● **Task to carry out**: In the HSRC briefing text below, how much infrastructure investment is projected over the next three years?

The Chairperson remarked that utilising state resources properly is critical and as important as accountability. HSRC will present information on the effective utilisation of state resources.
Prof Crain Soudien, HSRC CEO gave his delegation the opportunity to introduce themselves, and handed over to Mr Jacobs to speak on Accelerating Economic Growth as outlined in the presentation.
HSRC on the 2017 Medium Term Budget Policy Statement
Mr Peter Jacobs, Economist: HSRC, spoke about the steep economic downturn and sluggish recovery, the revised growth forecasts in 2017 reported a growth decline from 1.3% to 0.7%. This is due to the recession that began in the fourth quarter of 2016, and there has been a sharp contraction in fiscal revenue as a result of economic downturn. The slow growth undermines the fiscal framework, and Minister Gigaba highlighted that spending should be reduced and an implementation of selective tax increases needs to happen in order to stabilise debt-to-GDP ratio. The precarious primary sectors that government can depend on to drive economic growth are very volatile and fluctuate from quarter to quarter so the country cannot really rely on them. With unemployment at 27.7%, 30.4 million South Africans are living below the poverty line, an indication of extreme ‘wealth inequality’.
On the rising government debt to GDP, he noted that debt service costs are the fastest growing category of expenditure, crowding out social and economic spending. The debt-to-GDP ratio is at 61%, with debt-service costs/GDP share reported to be at 15% notwithstanding that further rating downgrades are anticipated.
In responding to this, taking serious cognisance of spending priorities, the implementation of the 14 Point Plan might assist in protecting spending on core social programmes that benefit poor South Africans (only 7 Spending priorities are aligned with the NDP). In addition, logistic sector reforms to reduce port and rail prices by reducing the cost of electricity and a consideration of a stimulus package (its details to be announced in February 2018) would assist in responding to the fiscal challenges.
Prof Leickness Simbayi, Deputy CEO: HSRC, briefed the Committee on the promotion of counter-cyclical R&D and innovation to stimulate inclusive economic growth – highlighting that with the retraction of the economy and increasing unemployment, R&D expenditure by the business sector is declining, in real terms. Business expenditure on R&D (BERD) in a given year tends to follow a cyclical pattern, declining in countries faced with recession, and it is influenced by a myriad of activities, including fluctuations of GDP, government funding, and industry structures. Governments usually follow a counter-cyclical pattern in a recession, by increasing funding of R&D, mostly to the public sector.
In South Africa, government expenditure on R&D has increased steadily, but to science councils and higher education, and government funding of business R&D declined from 23% in 2005/6 to 5.4% in 2014/15. Moreover, there has been a decline in expenditure on experimental development by firms, from 62% in 2005/6 to 36.9% in 2014/15. Experimental R&D typically leads to the improved production of goods and services. On a positive note, there is more R&D expenditure on applied research, an indication of potential innovation and contribution to knowledge in future. Together, these trends have implications for policy attempts to stimulate and support business innovation, so a critical policy question is: how can government promote counter-cyclical funding for private sector R&D? The typical mechanisms are tax incentives but the trends suggest the need to review existing, and identify new, funding instruments.
In terms of infrastructure, projected investment will amount to R948 billion over the next three years (5.9% of GDP). Economic infrastructure spending in state owned enterprises is key but patterns of poor governance, fiscal and economic risks connected with SOCs need to be fixed.

● **Source information**:

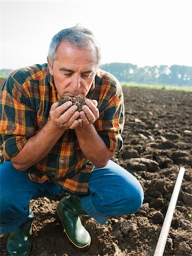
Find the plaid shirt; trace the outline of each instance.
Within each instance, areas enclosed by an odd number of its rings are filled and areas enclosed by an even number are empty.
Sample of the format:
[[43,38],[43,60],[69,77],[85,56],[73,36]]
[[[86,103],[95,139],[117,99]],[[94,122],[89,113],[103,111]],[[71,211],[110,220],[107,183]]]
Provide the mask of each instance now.
[[[87,96],[98,102],[99,118],[94,125],[107,148],[120,150],[124,125],[121,86],[111,74],[99,70]],[[38,133],[49,118],[51,105],[59,97],[47,64],[13,72],[0,96],[0,144],[9,160]],[[30,178],[43,183],[54,180],[66,190],[86,193],[94,165],[82,152],[74,130],[67,130],[49,153],[27,170]]]

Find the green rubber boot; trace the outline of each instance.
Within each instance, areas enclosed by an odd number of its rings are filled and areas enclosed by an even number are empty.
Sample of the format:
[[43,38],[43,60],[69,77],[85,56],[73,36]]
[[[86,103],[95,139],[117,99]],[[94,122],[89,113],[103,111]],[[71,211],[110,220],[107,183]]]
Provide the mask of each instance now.
[[82,225],[80,216],[89,215],[82,209],[80,197],[66,196],[57,206],[57,212],[64,232],[73,246],[80,251],[86,251],[91,243],[91,237]]
[[34,214],[31,210],[26,221],[18,228],[11,232],[6,250],[10,255],[26,256],[31,247],[32,224]]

● **Task result**: R948 billion, which is 5.9% of GDP.